**REQUEST:**
Return the full material exactly.

───── RECORDS SHOWN

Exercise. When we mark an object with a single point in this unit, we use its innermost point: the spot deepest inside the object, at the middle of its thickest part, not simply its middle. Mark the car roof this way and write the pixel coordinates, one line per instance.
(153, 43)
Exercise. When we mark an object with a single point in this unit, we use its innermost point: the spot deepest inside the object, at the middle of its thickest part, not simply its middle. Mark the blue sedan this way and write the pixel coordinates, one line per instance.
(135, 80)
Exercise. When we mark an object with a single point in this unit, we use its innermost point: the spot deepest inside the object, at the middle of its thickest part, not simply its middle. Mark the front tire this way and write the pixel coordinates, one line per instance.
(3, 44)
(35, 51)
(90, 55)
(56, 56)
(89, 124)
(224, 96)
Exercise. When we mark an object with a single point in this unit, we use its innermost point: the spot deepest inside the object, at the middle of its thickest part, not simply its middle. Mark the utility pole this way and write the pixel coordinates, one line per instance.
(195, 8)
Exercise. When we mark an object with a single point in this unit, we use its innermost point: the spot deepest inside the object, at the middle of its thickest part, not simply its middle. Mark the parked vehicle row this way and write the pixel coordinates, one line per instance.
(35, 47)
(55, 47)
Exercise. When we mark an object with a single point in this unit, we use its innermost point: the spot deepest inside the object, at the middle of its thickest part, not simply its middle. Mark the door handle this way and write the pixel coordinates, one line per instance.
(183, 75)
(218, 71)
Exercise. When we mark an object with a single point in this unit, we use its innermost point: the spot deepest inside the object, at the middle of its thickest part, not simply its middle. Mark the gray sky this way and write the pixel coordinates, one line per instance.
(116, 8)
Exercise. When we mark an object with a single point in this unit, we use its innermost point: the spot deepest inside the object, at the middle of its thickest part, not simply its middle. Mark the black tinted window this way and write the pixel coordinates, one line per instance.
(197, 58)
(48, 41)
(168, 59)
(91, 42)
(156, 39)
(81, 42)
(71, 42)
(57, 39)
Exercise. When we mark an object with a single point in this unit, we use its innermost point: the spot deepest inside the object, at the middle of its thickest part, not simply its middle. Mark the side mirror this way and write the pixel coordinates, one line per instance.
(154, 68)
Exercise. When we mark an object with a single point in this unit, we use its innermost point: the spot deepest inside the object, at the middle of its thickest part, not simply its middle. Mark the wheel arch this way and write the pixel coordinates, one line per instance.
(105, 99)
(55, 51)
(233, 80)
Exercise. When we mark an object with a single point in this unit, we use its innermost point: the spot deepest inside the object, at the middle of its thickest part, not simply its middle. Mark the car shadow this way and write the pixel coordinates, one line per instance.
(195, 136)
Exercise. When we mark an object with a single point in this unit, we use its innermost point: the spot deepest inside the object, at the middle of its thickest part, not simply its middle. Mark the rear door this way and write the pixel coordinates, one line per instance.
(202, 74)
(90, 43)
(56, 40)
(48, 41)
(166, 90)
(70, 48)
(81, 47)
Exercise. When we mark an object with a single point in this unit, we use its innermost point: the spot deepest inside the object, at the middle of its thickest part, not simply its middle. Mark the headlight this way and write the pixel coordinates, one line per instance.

──────────

**RESULT OF THIS TASK:**
Exercise. When we mark an object with a single point in this unit, we use its innermost point: the spot deepest inside the object, at the middle of its thickest part, not simply its middle. Mark the car roof this way and write the pixel coordinates, one line per instance.
(153, 43)
Exercise. When we mark an object with a single point in this unit, we use its innermost point: the spot deepest inside the object, at the middle of its thickest part, not simply its middle. Mark the blue sedan this way and write the pixel coordinates, one line per instance.
(135, 80)
Exercise. When we mark an object with a single point in this unit, we use its innermost point: the spot deepest inside the object, at the middle of its thickest part, not simply its middle. Mark the front tire this way and write the pixel coordinates, one line per instance.
(3, 44)
(35, 51)
(90, 55)
(56, 56)
(89, 124)
(224, 96)
Exercise. When we mark an object with a single point in this unit, we use its innermost point: the spot deepest inside the object, at the middle of its thickest part, not simply its middle. Mark the utility pole this way and write the pixel coordinates, one line per instance.
(195, 8)
Exercise. When we mark an object with a single point in this unit, we use its innermost point: the spot deepest inside the object, at the middle of its thickest part, not simply its middle. Mark the parked vehicle row this way and write the pixel coordinates, one line per instance.
(35, 47)
(55, 47)
Exercise. When we mark an object with a single point in this unit, we use its innermost point: the spot deepest inside the object, at the middle of its thickest part, not simply its middle. Mark the door handle this way and write the pixel coordinates, one line per instance.
(183, 75)
(218, 71)
Exercise. When we mark an object with a single point in this unit, we use its innermost point: the spot deepest inside the object, at the middle of its thickest part, not simply its middle. Mark the gray sky this way and write the pixel coordinates, one line per instance.
(116, 8)
Exercise. When we mark an object with a single point in this unit, we use its innermost point: the spot deepest inside the object, at the middle of its thickest part, not simply its middle. Mark the black tinted window this way and write the pixel coordinates, one line per instance.
(197, 58)
(48, 41)
(168, 59)
(91, 42)
(156, 39)
(81, 42)
(71, 42)
(57, 39)
Exercise. When we mark an object with a single point in this unit, we use its innermost point: the spot deepest inside the object, at the middle of its thickest part, not simply its middle. Mark the side mirror this way and write the pixel coordinates, one line per instance.
(154, 68)
Exercise. When we mark an object with a single point in this unit, we use its innermost point: the spot deepest inside the object, at the middle of its thickest part, not simply its middle. Mark the wheel arch this way and write the pixel coordinates, one line per instance.
(105, 99)
(55, 51)
(233, 80)
Exercise. When we mark an object with a single point in this unit, we use its innermost point: the spot deepest inside the object, at the middle of its thickest part, not simply its middle. Mark the car shadow this way and write the pixel coordinates, one line per instance.
(195, 136)
Exercise. When we mark an object with a single point in this unit, we use its innermost point: the spot deepest inside the object, at the middle of its thickest part, not simply its middle. Mark the rear door this way and write the pixel coordinates, one line per instance.
(202, 74)
(90, 43)
(56, 40)
(48, 41)
(166, 90)
(70, 48)
(81, 47)
Exercise. When we mark an object with a single point in this unit, we use its innermost point: the spot deepest inside the object, at the middle of its thickest part, not simply its middle. Mark the headlight this way and write the pixel coordinates, one line per instance.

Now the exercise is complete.